**Provided passage**
--- start ---
Aayushmaan Chaturvedi (born 25 October 1994) is an Indian professional footballer who plays as an attacking midfielder for Spółdzielca Siedliszcze in the Polish V liga.

Early life
Born in New Delhi, Delhi, Aayushmaan started playing football in early school life. Aayushmaan's career began when he signed a professional contract with Mohun Bagan A.C. making his debut at the age of 19. He was also a part of 2015 ISL Domestic Draft for the second edition of Indian Super League.

Club career

India
Played for Mohun Bagan A.C. from 2014 to 2016 in the I-League, and next season shifted to Minerva Punjab FC in the 2015–16 I-League 2nd Division. Next season he played for Sudeva Moonlight F.C. in 2017–18 I-League 2nd Division. Chaturvedi joined Quartz S.C. for the 2018–19 season and also was runner-up in the tournament in his debut with the Club.

Poland
In April 2022, it was confirmed that Chaturvedi joined Polish club MLKS Włodawianka Włodawa. He appeared with the club in fifth division (IV liga).

Later in August 2022, he joined another Polish club Spółdzielca Siedliszcze, that competes in the V liga and based in Chełm district. He scored his first goal for the club on 21 August against Unia Rejowiec in their 4–1 defeat. Aayushmaan is top goal scorer for Spółdzielca in Autumn season of 2022 with 6 goals in 10 appearances.
--- end ---
**Working data**
--- start ---
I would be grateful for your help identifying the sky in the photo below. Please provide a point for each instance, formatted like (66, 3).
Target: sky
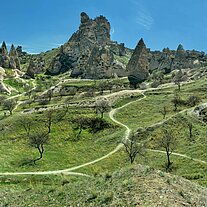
(40, 25)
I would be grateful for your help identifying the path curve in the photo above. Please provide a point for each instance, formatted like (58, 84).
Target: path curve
(119, 146)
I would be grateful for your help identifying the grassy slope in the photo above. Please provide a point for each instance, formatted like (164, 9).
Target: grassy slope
(132, 186)
(93, 146)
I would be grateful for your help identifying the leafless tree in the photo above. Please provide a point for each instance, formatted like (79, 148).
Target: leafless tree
(134, 145)
(49, 117)
(102, 106)
(9, 104)
(26, 123)
(163, 111)
(179, 77)
(38, 140)
(190, 129)
(168, 142)
(193, 100)
(49, 94)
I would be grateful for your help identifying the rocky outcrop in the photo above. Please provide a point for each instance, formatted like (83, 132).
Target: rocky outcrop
(88, 53)
(14, 59)
(169, 60)
(138, 66)
(4, 56)
(31, 70)
(9, 60)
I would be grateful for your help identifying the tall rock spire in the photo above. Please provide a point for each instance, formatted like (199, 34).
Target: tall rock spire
(14, 59)
(4, 57)
(137, 67)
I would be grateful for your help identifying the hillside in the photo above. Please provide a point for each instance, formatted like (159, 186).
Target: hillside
(131, 186)
(93, 123)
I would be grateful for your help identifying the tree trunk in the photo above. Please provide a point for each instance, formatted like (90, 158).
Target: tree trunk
(168, 161)
(41, 151)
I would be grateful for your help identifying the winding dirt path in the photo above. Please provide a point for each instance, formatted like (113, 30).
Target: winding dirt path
(68, 171)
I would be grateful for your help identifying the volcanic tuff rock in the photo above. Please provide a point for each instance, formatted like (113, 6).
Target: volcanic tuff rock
(9, 60)
(169, 60)
(138, 66)
(89, 53)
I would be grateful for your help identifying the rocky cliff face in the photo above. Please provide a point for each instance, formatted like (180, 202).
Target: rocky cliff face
(138, 66)
(9, 60)
(88, 53)
(169, 60)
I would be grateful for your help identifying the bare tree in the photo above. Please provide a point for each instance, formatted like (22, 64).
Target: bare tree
(190, 129)
(26, 123)
(176, 100)
(163, 111)
(179, 77)
(81, 122)
(102, 106)
(193, 100)
(38, 140)
(132, 145)
(2, 99)
(9, 104)
(168, 142)
(49, 94)
(49, 119)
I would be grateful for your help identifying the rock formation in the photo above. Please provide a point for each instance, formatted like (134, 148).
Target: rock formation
(9, 60)
(5, 60)
(138, 66)
(14, 59)
(31, 70)
(169, 60)
(88, 53)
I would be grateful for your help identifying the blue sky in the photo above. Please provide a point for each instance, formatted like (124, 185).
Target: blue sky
(39, 25)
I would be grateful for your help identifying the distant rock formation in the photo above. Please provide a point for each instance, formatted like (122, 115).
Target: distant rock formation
(9, 60)
(14, 59)
(3, 88)
(169, 60)
(138, 66)
(30, 73)
(89, 53)
(5, 60)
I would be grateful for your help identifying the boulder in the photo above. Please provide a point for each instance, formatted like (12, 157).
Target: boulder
(138, 66)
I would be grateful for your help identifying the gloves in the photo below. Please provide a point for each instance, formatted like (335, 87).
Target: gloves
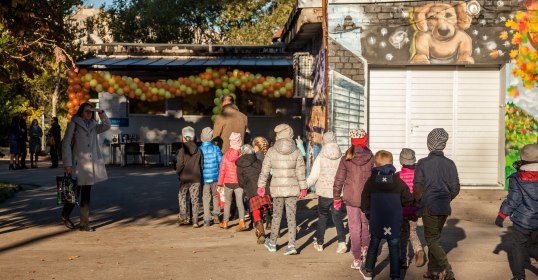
(261, 191)
(337, 204)
(499, 221)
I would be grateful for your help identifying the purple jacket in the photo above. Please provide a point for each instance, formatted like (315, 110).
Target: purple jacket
(352, 175)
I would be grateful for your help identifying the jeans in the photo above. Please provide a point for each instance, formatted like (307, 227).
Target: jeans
(409, 234)
(433, 226)
(325, 207)
(291, 209)
(54, 155)
(358, 231)
(228, 193)
(394, 255)
(85, 192)
(525, 245)
(210, 195)
(194, 190)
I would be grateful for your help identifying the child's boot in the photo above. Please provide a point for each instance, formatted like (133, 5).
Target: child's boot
(260, 232)
(241, 226)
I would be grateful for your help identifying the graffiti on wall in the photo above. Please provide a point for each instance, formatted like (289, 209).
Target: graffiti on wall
(431, 33)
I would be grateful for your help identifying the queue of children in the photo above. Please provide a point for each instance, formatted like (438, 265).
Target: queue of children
(379, 202)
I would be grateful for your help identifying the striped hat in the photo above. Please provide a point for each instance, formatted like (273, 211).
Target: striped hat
(437, 139)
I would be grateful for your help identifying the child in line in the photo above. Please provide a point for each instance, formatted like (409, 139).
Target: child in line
(322, 176)
(409, 228)
(354, 169)
(287, 183)
(210, 171)
(521, 205)
(228, 181)
(261, 145)
(382, 199)
(188, 168)
(248, 172)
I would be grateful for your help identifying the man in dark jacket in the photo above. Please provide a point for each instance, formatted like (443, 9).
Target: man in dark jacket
(382, 199)
(55, 132)
(521, 205)
(436, 184)
(23, 136)
(189, 170)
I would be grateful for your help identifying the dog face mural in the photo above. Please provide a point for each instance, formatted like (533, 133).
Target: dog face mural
(440, 37)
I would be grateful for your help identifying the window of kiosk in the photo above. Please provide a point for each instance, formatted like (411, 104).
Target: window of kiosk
(147, 108)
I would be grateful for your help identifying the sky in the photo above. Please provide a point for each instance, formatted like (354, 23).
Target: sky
(97, 3)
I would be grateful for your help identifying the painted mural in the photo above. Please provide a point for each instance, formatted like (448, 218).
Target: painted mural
(424, 33)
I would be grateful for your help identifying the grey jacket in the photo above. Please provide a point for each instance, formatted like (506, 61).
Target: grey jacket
(288, 169)
(436, 183)
(324, 170)
(81, 150)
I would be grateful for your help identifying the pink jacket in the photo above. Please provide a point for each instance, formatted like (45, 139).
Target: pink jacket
(228, 169)
(407, 175)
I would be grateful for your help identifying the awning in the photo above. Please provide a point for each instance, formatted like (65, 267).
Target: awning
(166, 62)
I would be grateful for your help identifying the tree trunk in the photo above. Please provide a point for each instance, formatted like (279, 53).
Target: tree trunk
(56, 92)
--- end ---
**What you need to do**
1. Reproduce the portion of the footballer's biography starting with "Aayushmaan Chaturvedi (born" and going on through "Indian Super League.".
2. In the records, starting with the line with "I would be grateful for your help identifying the man" and going on through the end of the records, write those lines out again with "kiosk" changed to "newsstand" and everything else left as it is.

**Task solutions**
1.
Aayushmaan Chaturvedi (born 25 October 1994) is an Indian professional footballer who plays as an attacking midfielder for Spółdzielca Siedliszcze in the Polish V liga.

Early life
Born in New Delhi, Delhi, Aayushmaan started playing football in early school life. Aayushmaan's career began when he signed a professional contract with Mohun Bagan A.C. making his debut at the age of 19. He was also a part of 2015 ISL Domestic Draft for the second edition of Indian Super League.

2.
I would be grateful for your help identifying the man in dark jacket in the photo above. Please provide a point for each instance, formatted like (443, 9).
Target: man in dark jacket
(382, 199)
(55, 132)
(521, 205)
(436, 184)
(23, 136)
(189, 170)
I would be grateful for your help identifying the dog face mural in the photo above. Please provide a point for each instance, formatted like (533, 133).
Target: dog face mural
(440, 37)
I would be grateful for your help identifying the window of newsstand in the photo above. Please provide a point for each instance, formatted like (411, 104).
Target: window of newsstand
(147, 108)
I would be grateful for your help identifying the sky in the photo above. Please provide a point for each instance, formatted like (354, 23).
Target: sky
(97, 3)
I would be grateful for your help identifying the painted mural in the photo above. Please provide a point for each instance, formatted like (448, 218).
Target: painted mural
(424, 33)
I would be grateful for your help identifying the grey jacket in the photo above. Please provide a point for each instance, formatted like (506, 61).
Target: grey jacket
(288, 169)
(436, 183)
(324, 170)
(81, 150)
I would be grateful for your help identifying the pink jacket in the photo above. Please provide a point for each instance, formatted like (45, 139).
Target: pink jacket
(228, 169)
(407, 175)
I would be grateful for your help identifying the awning in the photo above. Please provide a point for each instance, formatted like (65, 267).
Target: awning
(166, 62)
I would be grateful for your help identifying the tree trunk in the photo above. Please provide a point for each instance, formatted like (279, 53).
Target: tree trunk
(56, 92)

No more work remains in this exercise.